TASK INSTRUCTIONS: Copy each line of the listing below exactly.

SUPPLIED DATA:
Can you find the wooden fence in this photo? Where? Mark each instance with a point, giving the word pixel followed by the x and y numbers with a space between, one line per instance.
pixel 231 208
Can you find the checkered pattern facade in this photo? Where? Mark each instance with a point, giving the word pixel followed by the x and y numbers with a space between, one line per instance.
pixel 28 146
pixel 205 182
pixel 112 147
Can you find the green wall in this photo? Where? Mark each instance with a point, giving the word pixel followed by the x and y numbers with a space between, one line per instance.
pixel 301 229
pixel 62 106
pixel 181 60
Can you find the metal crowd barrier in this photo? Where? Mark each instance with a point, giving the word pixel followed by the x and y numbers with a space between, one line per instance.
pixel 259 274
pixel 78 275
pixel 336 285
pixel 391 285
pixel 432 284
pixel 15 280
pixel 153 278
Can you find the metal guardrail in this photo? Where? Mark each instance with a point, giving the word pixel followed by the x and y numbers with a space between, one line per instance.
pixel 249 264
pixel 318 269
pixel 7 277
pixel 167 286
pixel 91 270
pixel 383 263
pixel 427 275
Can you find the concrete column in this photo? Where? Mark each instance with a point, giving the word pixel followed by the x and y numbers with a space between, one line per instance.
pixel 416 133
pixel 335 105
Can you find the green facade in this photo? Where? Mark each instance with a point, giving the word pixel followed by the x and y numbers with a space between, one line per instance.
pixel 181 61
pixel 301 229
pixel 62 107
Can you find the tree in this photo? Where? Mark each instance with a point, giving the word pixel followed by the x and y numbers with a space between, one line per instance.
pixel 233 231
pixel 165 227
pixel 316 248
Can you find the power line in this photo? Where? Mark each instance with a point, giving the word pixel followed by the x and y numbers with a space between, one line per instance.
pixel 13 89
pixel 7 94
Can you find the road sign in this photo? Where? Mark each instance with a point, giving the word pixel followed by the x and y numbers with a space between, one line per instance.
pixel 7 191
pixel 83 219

ANSWER FOR THIS EXERCISE:
Can you find the wooden fence in this photo? Where? Mark each instance with a point, giving the word pixel followed by the x and y numbers with a space between, one line per instance.
pixel 231 208
Can you find the checkered pattern facade in this photo? Where? Mark each instance with a point, giving the word pixel followed by the x and y numbers with a space between, one line per instance.
pixel 28 146
pixel 205 182
pixel 112 147
Can you find the green wall in this photo? Where? Mark each instance with a point, giving the word pixel followed by the x and y numbers with a space between, one line per instance.
pixel 301 229
pixel 62 106
pixel 181 60
Can you find the metal crowd barrier in this photo? Where? Mark each instance with a point, giving the word pixel followed by the x and y numbers with a space between, one line per instance.
pixel 259 274
pixel 78 275
pixel 336 285
pixel 391 285
pixel 432 284
pixel 15 280
pixel 153 278
Can you find the metal guardrail in this photo? Where? Mark each instance with a point, giving the word pixel followed by the x and y numbers with a space between, one line per instance.
pixel 249 264
pixel 318 269
pixel 7 277
pixel 167 286
pixel 91 270
pixel 383 263
pixel 427 275
Can you find the concrete column in this photo? Where? Mark each instance with a point, giving the word pixel followed by the x and y numbers with a space between, one line per instance.
pixel 416 133
pixel 335 105
Can you find the green facade in this photo? Where? Mark each instance with a point, giving the word pixel followed by the x and y numbers with a space between, one line per instance.
pixel 181 61
pixel 301 229
pixel 62 107
Can you find the tree in this photo? Where? Mark each instance with a point, giving the word pixel followed by the x and y numbers with a space between, one line per instance.
pixel 233 231
pixel 165 227
pixel 316 248
Can you find the power line in this photo? Where? Mark each instance with a point, giving the word pixel followed by the x and y numbers with a space between, one line per instance.
pixel 13 89
pixel 7 94
Can you find the road sign in this photo? Where? Mark each instance with a point, giving the word pixel followed by the x and y numbers with a space between, one line per instance.
pixel 7 191
pixel 83 219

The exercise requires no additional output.